Problems to work on
- a) Transcribe the passage on biodiversity research, starting with "Ongoing research projects" and going on through "in ancient lakes.".
- b) From the passage on biodiversity research, list every place named as a location of the Pleistocene refugia being studied.

Source document
Understanding the processes generating biodiversity and the factors
responsible for changes in biodiversity in space and time are of
fundamental importance for evolutionary biologists, ecologists and
biogeographers. These are also questions of main interest for the
Systematic Zoology and Biodiversity group. The group uses a set of model
groups, mainly invertebrate taxa such as mollusks, leeches and corals,
but also vertebrate groups such as fish and birds to study evolutionary
changes in various places on earth.
Based on a research strategy
that explicitly addresses spatial and temporal aspects of evolution on
various scales, the group studies evolutionary events ranging from
Miocene to Holocene times and from continent-wide to local scales.
Ongoing research projects address questions such as:
- What are the factors driving adaptive and non-adaptive
radiations? This question is studied in European spring snail taxa and
North American slug species within the context of selection vs. genetic
drift.
- Why do species differentiate and how do environmental
events affect rates of speciation? These questions are concerned with
the role of geological and environmental changes on rates of speciation
in ancient lakes.
- How did Pleistocene refugia contributed to the
genesis of biodiversity? Based on the study of refugia in Tibet,
Patagonia, The Pacific Northwest, Europe, and Australia, the
contribution of these refugia on speciation processes and qualitative
differences among refugia are being studied.

Extracted records
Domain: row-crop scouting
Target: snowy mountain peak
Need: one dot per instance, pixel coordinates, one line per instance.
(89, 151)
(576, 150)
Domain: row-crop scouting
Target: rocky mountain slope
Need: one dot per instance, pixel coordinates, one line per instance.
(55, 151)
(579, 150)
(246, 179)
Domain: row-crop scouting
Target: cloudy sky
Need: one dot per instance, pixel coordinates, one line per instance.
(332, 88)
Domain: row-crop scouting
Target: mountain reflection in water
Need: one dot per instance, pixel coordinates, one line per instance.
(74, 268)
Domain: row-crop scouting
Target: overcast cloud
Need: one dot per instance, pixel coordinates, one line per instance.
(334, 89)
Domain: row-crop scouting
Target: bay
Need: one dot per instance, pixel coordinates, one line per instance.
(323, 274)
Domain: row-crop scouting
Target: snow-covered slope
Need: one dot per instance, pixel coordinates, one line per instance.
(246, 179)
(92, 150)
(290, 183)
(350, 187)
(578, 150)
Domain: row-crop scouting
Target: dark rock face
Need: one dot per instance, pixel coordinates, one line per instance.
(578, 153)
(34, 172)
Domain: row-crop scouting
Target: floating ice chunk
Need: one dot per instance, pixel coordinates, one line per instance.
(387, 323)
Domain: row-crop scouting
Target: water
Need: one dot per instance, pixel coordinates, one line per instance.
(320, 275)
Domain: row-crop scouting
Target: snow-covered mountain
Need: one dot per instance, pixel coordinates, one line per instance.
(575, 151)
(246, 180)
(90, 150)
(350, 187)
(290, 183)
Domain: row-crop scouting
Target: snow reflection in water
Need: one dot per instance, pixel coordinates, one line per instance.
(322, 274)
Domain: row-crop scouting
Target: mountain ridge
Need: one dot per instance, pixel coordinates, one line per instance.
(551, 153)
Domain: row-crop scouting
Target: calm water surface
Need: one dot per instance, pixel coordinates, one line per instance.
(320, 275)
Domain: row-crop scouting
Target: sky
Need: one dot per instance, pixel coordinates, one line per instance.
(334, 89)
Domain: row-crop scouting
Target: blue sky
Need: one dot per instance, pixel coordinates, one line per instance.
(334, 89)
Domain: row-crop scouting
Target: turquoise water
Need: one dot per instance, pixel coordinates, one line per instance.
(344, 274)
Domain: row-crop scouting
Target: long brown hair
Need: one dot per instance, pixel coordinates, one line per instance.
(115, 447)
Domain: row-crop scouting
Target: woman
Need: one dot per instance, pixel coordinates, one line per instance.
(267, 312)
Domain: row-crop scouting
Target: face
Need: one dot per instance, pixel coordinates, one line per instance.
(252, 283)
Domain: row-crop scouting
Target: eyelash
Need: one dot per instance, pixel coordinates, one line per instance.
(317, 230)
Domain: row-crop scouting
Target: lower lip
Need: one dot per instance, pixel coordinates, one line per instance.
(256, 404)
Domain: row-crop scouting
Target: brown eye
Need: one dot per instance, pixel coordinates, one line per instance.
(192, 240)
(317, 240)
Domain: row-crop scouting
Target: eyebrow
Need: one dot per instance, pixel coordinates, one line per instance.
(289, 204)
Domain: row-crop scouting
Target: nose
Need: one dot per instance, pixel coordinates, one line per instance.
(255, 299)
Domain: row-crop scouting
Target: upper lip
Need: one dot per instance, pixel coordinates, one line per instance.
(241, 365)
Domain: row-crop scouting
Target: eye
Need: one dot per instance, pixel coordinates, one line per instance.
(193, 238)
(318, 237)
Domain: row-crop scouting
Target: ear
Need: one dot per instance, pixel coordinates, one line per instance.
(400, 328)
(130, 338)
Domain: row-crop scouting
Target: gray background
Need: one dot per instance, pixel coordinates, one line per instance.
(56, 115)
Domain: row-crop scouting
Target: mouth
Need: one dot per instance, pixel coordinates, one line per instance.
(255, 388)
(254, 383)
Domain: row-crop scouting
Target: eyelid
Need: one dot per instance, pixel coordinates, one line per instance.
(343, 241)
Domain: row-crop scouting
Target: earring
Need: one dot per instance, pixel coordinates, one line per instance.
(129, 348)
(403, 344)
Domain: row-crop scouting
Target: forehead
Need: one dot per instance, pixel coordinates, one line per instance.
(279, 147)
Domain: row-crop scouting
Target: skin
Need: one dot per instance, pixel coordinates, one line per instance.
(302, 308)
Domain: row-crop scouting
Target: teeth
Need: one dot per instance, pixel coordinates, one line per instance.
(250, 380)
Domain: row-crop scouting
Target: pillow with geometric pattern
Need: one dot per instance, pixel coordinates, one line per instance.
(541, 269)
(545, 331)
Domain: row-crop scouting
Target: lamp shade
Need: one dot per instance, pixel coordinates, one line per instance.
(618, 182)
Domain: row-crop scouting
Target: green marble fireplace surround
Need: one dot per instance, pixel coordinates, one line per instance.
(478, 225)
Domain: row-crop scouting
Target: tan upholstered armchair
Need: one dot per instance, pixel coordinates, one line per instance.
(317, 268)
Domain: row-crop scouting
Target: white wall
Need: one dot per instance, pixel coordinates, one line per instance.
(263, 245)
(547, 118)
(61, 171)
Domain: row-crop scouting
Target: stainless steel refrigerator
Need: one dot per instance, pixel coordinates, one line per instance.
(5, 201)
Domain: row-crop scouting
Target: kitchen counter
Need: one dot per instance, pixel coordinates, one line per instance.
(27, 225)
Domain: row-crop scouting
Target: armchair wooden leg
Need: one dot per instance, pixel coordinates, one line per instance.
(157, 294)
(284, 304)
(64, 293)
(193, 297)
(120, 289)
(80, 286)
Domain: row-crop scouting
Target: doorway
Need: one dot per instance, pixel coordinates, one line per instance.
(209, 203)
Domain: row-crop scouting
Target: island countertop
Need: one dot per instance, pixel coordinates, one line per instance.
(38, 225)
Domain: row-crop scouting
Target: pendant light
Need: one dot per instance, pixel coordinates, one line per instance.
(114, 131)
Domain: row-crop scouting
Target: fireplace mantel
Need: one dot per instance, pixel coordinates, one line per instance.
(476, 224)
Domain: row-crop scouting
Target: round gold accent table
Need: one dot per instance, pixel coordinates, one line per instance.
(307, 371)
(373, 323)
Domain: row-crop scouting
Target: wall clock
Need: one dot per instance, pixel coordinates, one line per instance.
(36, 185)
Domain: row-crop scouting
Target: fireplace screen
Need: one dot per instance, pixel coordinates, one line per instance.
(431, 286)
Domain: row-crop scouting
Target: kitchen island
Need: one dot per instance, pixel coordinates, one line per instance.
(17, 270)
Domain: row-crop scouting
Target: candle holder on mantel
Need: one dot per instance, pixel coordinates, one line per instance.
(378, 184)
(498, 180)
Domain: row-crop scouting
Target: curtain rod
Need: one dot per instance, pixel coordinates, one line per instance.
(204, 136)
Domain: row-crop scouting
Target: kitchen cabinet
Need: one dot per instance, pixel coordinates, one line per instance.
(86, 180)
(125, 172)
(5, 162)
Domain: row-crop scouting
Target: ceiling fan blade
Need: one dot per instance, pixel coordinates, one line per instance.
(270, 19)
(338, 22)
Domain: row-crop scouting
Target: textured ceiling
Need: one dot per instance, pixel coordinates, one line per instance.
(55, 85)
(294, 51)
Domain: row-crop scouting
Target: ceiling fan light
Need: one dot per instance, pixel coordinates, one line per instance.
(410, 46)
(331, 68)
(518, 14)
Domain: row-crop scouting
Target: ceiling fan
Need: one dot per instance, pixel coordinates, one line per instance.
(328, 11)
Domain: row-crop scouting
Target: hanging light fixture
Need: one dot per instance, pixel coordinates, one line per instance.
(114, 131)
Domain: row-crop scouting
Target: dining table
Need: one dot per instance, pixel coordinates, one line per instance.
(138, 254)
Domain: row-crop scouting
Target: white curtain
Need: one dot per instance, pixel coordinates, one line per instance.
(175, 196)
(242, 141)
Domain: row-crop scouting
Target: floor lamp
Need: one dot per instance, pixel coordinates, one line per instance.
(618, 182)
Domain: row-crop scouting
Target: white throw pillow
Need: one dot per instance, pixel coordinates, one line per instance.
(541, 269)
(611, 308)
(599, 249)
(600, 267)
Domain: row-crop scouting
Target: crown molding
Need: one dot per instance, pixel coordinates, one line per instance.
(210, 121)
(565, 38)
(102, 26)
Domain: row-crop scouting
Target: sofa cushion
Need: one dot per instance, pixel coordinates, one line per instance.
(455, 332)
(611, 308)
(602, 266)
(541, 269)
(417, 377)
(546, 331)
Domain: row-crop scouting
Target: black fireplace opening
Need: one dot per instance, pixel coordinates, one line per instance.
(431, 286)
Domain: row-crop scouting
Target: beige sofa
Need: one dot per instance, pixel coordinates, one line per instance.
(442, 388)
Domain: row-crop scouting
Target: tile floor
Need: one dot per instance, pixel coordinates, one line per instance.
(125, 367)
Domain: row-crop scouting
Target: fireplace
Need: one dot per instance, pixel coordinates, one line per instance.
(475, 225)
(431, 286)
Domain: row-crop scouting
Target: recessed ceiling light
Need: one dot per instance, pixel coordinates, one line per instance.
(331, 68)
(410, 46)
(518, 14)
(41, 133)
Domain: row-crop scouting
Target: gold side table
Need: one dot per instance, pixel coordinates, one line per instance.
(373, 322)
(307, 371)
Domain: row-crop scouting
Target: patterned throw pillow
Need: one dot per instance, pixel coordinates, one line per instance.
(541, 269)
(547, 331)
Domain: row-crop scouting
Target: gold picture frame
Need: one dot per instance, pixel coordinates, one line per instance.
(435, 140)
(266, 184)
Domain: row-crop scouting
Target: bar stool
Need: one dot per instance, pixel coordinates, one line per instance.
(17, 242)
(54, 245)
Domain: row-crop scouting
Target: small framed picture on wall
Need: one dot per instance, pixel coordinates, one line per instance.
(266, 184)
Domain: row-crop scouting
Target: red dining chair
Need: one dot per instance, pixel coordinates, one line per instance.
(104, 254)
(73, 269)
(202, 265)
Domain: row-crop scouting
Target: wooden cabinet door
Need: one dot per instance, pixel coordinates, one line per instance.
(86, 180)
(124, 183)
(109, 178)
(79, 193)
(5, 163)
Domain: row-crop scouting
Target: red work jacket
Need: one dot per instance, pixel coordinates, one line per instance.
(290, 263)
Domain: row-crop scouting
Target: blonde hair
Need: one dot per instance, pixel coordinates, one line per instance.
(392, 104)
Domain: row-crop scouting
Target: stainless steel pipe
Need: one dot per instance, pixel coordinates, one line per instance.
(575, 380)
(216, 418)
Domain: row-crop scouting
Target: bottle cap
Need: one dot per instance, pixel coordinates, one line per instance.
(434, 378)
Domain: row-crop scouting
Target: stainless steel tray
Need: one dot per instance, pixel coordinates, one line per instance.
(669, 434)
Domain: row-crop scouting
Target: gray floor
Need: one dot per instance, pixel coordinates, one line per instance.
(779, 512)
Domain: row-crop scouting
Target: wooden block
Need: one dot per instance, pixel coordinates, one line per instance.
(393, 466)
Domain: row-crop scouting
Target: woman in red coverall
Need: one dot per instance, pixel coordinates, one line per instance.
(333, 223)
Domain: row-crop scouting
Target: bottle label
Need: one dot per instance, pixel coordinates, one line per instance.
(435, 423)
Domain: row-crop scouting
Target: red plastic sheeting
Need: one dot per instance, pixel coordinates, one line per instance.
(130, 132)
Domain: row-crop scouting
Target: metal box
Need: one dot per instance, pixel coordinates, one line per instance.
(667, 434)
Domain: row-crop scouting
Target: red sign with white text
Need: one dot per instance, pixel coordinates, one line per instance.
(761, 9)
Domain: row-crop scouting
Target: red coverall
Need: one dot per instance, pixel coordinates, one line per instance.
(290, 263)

Your written answers
- a)
Ongoing research projects address questions such as:
- What are the factors driving adaptive and non-adaptive
radiations? This question is studied in European spring snail taxa and
North American slug species within the context of selection vs. genetic
drift.
- Why do species differentiate and how do environmental
events affect rates of speciation? These questions are concerned with
the role of geological and environmental changes on rates of speciation
in ancient lakes.

- b)
Tibet
Patagonia
The Pacific Northwest
Europe
Australia